Put every line of the entries into a JSON list of strings, with one string per line. Leave out blank lines.

-- Start of RECORDS SUPPLIED --

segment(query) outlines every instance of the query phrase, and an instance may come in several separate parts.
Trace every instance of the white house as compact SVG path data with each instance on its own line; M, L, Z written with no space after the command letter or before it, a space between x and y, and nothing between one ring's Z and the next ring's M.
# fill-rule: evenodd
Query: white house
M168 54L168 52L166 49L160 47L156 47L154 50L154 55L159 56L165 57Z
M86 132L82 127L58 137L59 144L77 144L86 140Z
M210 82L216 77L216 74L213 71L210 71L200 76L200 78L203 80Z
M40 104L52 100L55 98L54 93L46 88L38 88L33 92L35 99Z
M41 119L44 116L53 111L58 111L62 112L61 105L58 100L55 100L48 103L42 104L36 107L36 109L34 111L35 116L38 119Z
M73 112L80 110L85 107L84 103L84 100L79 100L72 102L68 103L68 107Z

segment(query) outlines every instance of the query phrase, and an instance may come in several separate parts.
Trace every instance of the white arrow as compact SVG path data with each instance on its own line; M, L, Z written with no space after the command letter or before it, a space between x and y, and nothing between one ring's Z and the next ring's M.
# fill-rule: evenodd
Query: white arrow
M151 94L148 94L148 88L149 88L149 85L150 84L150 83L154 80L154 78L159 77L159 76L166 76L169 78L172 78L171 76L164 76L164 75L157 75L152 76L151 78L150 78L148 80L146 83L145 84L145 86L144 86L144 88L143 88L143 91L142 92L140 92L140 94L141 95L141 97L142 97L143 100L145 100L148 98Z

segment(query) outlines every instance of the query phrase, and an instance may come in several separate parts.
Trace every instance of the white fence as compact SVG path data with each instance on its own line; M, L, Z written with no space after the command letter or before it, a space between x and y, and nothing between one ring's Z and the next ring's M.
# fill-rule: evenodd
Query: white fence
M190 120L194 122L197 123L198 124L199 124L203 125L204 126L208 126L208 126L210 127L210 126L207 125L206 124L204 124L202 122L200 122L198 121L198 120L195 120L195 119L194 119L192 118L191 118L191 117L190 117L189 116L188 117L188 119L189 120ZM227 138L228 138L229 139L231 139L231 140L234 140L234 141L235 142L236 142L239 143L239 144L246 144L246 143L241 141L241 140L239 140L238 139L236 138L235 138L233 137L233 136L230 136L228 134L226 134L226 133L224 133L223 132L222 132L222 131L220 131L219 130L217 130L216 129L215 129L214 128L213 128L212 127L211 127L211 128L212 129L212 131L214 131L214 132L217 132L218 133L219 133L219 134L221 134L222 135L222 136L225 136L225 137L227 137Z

-- End of RECORDS SUPPLIED --

__SOLUTION FOR THIS EXERCISE__.
[
  "segment(query) outlines every instance of the query phrase, and an instance may come in several separate parts.",
  "Trace every instance of the white house as compact SVG path data with each instance on its own line; M, L, Z written with no space after the command letter or before it, a space between x and y, and nothing between one ring's Z and the next ring's M.",
  "# fill-rule: evenodd",
  "Query: white house",
  "M168 54L168 52L166 49L160 47L156 47L154 50L154 55L159 56L165 57Z",
  "M86 132L82 127L58 137L59 144L77 144L86 140Z",
  "M210 82L216 77L216 74L213 71L210 71L200 76L200 78L203 80Z",
  "M40 104L52 100L55 98L54 93L46 88L38 88L33 92L35 99Z",
  "M41 119L44 116L53 111L58 111L62 112L61 105L58 100L55 100L48 103L42 104L36 107L36 109L34 111L35 116L38 119Z",
  "M73 112L80 110L85 107L84 103L84 100L79 100L72 102L68 103L68 107Z",
  "segment(query) outlines every instance of the query phrase, and an instance may come in several separate parts.",
  "Trace every instance of the white arrow as compact SVG path data with each instance on its own line; M, L, Z written with no space after the command letter or before it, a space between x and y, and nothing between one ring's Z and the next ring's M.",
  "# fill-rule: evenodd",
  "Query: white arrow",
  "M151 94L148 94L148 88L149 88L149 85L150 84L150 83L154 80L154 78L159 77L159 76L166 76L169 78L172 78L171 76L164 76L164 75L157 75L152 76L151 78L150 78L148 80L146 83L145 84L145 86L144 86L144 88L143 88L143 91L142 92L140 92L140 94L141 95L141 97L142 97L143 100L145 100L148 98Z",
  "segment(query) outlines every instance of the query phrase, and an instance may come in several separate parts.",
  "Trace every instance of the white fence as compact SVG path data with each instance on its own line; M, L, Z written with no space after the command letter or before it, a space between x and y, and nothing between one ring's Z and the next ring's M.",
  "# fill-rule: evenodd",
  "Query: white fence",
  "M190 120L194 122L197 123L198 124L199 124L203 125L204 126L208 126L208 126L210 127L210 126L207 125L206 124L204 124L202 122L200 122L198 121L198 120L195 120L195 119L194 119L192 118L191 118L191 117L190 117L189 116L188 117L188 119L189 120ZM227 138L228 138L229 139L231 139L231 140L234 140L234 141L235 142L236 142L239 143L239 144L246 144L246 143L241 141L241 140L239 140L238 139L236 138L235 138L233 137L233 136L230 136L228 134L226 134L226 133L224 133L223 132L222 132L222 131L220 131L219 130L217 130L216 129L215 129L214 128L213 128L212 127L211 127L211 128L212 129L212 131L214 131L214 132L217 132L218 133L219 133L219 134L221 134L222 135L222 136L225 136L225 137L227 137Z"
]